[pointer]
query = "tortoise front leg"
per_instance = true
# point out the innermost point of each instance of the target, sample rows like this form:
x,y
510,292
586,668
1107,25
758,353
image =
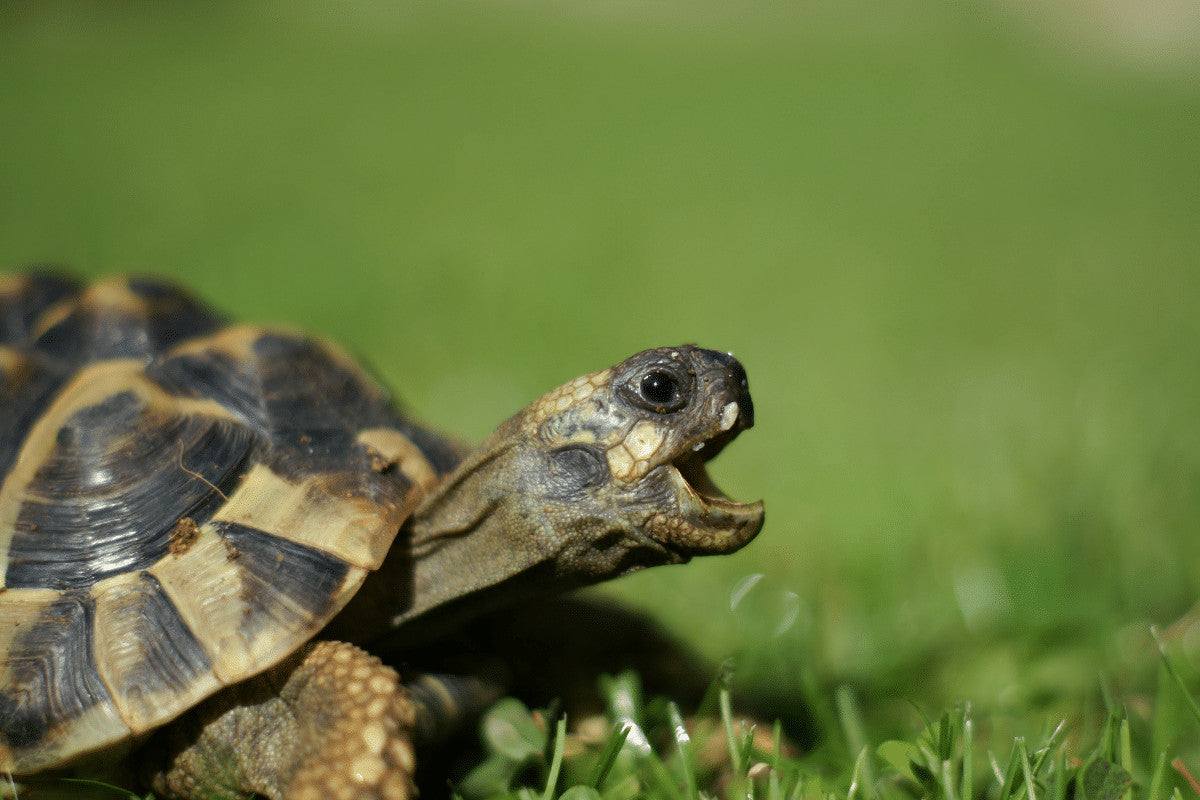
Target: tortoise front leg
x,y
331,722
· · ·
[Work order]:
Transcribe every line in the entries above, taking out only the images.

[Answer for the task]:
[pointer]
query = "tortoise front leg"
per_instance = true
# point out the innermost point of each instance of the target, sample rows like this form:
x,y
510,292
586,668
1107,25
758,353
image =
Target: tortoise front leg
x,y
331,722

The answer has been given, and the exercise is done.